INPUT DATA.
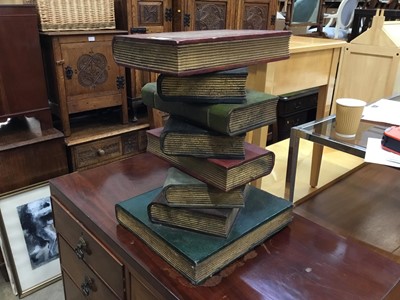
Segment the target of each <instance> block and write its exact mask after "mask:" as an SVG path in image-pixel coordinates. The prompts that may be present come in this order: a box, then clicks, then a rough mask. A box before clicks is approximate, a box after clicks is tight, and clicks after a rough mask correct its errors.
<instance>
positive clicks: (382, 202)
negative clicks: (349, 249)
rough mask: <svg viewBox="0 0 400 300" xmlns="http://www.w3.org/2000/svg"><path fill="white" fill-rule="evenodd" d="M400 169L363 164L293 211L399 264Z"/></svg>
mask: <svg viewBox="0 0 400 300" xmlns="http://www.w3.org/2000/svg"><path fill="white" fill-rule="evenodd" d="M399 175H400V171H399V170H398V169H396V168H391V167H387V166H382V165H376V164H366V165H365V166H363V167H362V168H361V169H358V170H357V171H355V172H354V173H352V174H350V175H349V176H346V177H344V178H343V179H341V180H340V181H338V182H336V183H334V184H333V185H332V186H330V187H328V188H326V189H325V190H323V191H321V192H320V193H317V194H316V195H314V196H312V197H310V198H309V199H308V200H307V201H305V202H304V203H302V204H300V205H299V206H297V207H296V208H295V211H296V212H297V213H298V214H300V215H302V216H304V217H306V218H308V219H310V220H312V221H314V222H316V223H319V224H321V225H322V226H324V227H326V228H329V229H331V230H333V231H335V232H337V233H339V234H341V235H345V236H350V237H353V238H356V239H358V240H360V241H362V242H363V243H366V244H367V245H370V246H371V247H372V248H374V249H375V250H376V251H378V252H381V253H383V254H384V255H386V256H389V257H391V258H392V259H394V260H395V261H397V262H398V263H400V234H399V229H400V218H399V215H400V200H399V196H398V195H399V194H400V177H399Z"/></svg>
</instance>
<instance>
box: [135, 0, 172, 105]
mask: <svg viewBox="0 0 400 300" xmlns="http://www.w3.org/2000/svg"><path fill="white" fill-rule="evenodd" d="M172 9H173V8H172V0H158V1H154V0H151V1H149V0H132V9H131V11H132V13H131V16H132V20H131V22H130V24H132V27H131V28H130V29H129V31H130V33H152V32H168V31H172V24H173V10H172ZM129 73H130V74H129V75H130V82H129V87H128V97H129V98H131V99H135V98H140V96H141V88H142V87H143V85H145V84H146V83H147V82H150V81H155V80H156V79H157V74H155V73H152V72H146V71H138V70H133V69H132V70H130V71H129Z"/></svg>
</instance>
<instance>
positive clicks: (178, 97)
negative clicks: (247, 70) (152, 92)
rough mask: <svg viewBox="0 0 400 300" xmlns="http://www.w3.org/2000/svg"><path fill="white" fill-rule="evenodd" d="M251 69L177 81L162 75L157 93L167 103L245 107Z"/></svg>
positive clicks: (163, 75) (210, 73)
mask: <svg viewBox="0 0 400 300" xmlns="http://www.w3.org/2000/svg"><path fill="white" fill-rule="evenodd" d="M247 74H248V73H247V68H239V69H233V70H226V71H220V72H212V73H207V74H201V75H192V76H186V77H177V76H172V75H168V74H160V75H158V77H157V93H158V95H159V96H160V98H161V99H163V100H164V101H173V102H188V103H210V104H212V103H214V104H216V103H244V102H245V101H246V79H247Z"/></svg>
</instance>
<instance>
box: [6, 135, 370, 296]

BRIEF. Find and copy each line above that includes the string "negative".

YOUR SOLUTION.
negative clicks: (349, 249)
negative clicks: (247, 70) (152, 92)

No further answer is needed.